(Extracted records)
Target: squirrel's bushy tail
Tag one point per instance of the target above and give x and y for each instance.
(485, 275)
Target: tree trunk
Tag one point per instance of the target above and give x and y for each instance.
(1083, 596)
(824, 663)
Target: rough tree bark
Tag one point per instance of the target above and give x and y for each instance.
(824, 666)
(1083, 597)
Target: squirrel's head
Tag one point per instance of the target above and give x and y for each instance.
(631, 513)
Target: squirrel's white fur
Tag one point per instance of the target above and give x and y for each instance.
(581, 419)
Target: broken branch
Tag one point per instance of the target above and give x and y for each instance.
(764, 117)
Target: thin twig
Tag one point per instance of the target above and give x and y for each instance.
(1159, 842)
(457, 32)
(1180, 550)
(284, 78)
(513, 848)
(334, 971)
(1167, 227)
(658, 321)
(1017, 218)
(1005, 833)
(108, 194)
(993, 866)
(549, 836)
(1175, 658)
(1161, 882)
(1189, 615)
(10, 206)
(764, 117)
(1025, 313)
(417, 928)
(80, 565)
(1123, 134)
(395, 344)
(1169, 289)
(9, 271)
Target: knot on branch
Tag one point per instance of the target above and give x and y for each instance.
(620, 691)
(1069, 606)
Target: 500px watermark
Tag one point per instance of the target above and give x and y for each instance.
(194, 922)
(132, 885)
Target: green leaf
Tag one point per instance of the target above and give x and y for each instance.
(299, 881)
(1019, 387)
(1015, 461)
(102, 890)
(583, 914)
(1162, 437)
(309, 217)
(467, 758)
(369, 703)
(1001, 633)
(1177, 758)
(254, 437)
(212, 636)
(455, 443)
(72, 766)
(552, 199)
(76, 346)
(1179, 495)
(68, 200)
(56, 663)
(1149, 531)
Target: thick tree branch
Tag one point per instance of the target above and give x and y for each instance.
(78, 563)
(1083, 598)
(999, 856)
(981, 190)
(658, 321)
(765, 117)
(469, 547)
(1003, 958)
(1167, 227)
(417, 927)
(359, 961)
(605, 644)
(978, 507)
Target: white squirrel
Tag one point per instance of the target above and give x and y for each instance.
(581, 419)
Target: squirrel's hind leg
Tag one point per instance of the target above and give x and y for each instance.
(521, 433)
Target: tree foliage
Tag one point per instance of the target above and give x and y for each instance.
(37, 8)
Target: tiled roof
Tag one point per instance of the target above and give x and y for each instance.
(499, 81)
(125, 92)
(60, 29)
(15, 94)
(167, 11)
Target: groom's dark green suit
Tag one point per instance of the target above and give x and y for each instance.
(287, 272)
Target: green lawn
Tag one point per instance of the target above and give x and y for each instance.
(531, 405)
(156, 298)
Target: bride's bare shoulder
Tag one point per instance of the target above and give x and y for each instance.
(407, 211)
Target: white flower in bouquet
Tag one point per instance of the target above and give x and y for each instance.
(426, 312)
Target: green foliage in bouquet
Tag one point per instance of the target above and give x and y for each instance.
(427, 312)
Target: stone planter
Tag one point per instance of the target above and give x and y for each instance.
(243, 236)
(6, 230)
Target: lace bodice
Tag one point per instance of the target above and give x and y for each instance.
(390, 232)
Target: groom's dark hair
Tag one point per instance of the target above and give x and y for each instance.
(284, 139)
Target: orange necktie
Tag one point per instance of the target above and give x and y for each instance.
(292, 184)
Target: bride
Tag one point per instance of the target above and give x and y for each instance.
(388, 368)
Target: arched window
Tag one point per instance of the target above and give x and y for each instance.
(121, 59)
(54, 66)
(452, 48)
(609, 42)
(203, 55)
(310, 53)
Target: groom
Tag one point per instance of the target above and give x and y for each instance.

## EXERCISE PROMPT
Extract, verbatim, the lines from the one containing "Target: white flower in bouquet" through the last line of the listing above.

## RESPONSE TO THE EXERCISE
Target: white flower in bouquet
Tag one point per instance of the target above and give x and y for each instance.
(426, 312)
Target: green foliage in bouquet
Tag one point per instance of the target above and give x and y for each instance.
(427, 312)
Target: stone planter
Tag one point per instance of the target above and give x and y for each instance.
(243, 236)
(6, 230)
Target: lace bodice
Tag one point per instance of the target above and give x and y for each instance.
(390, 232)
Target: groom's dark hair
Tag one point per instance of the target above and give x and y for each instance.
(284, 139)
Target: orange necktie
Tag one point per instance of the target above and give x and y for each instance.
(292, 184)
Target: bride
Tag one point per instance of the target above and give x and y for each instance.
(388, 368)
Target: arched window
Tag one point per instance of the target above and give x and y for each instance.
(121, 59)
(54, 66)
(452, 48)
(609, 42)
(203, 55)
(310, 53)
Target: groom
Tag one point per instance of the target above and give x and y for each instance.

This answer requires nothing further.